Task goal ▸ Copy the data from the line containing "Task: identify the dpmb" through the end of the data, inclusive, keeping every line and changing nothing except the answer point coordinates, each of which gets shifted by -12. The sample points in the requests stay as they are.

[Stored data]
....

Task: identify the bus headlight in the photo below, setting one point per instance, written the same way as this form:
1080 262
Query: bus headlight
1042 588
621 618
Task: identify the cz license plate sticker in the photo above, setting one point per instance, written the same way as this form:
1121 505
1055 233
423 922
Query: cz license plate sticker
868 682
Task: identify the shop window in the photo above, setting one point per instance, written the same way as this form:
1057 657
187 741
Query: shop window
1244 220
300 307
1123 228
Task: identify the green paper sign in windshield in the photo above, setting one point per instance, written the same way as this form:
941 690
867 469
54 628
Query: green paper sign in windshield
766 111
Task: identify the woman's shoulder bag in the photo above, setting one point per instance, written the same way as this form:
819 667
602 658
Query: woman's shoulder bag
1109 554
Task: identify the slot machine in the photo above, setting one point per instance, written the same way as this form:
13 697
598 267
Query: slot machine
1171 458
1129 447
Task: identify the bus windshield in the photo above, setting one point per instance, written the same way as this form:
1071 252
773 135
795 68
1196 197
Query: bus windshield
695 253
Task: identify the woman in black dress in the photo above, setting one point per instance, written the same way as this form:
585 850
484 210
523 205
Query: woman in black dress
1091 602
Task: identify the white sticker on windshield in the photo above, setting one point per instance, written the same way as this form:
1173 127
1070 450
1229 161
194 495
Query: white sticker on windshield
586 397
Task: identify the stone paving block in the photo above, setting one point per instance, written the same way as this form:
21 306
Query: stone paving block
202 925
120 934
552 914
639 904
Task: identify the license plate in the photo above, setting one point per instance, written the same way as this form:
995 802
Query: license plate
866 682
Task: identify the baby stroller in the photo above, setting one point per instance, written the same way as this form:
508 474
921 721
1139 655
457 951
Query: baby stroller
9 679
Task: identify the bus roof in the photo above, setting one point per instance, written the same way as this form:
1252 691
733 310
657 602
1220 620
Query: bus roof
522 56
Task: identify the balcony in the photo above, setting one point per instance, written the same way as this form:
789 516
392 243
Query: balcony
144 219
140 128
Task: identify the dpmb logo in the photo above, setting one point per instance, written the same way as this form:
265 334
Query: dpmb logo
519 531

....

Result for this task ▸
Task: identify the dpmb logo in the photo above, setting one point per instance, written the same way as this form:
265 334
Query: dpmb logo
507 519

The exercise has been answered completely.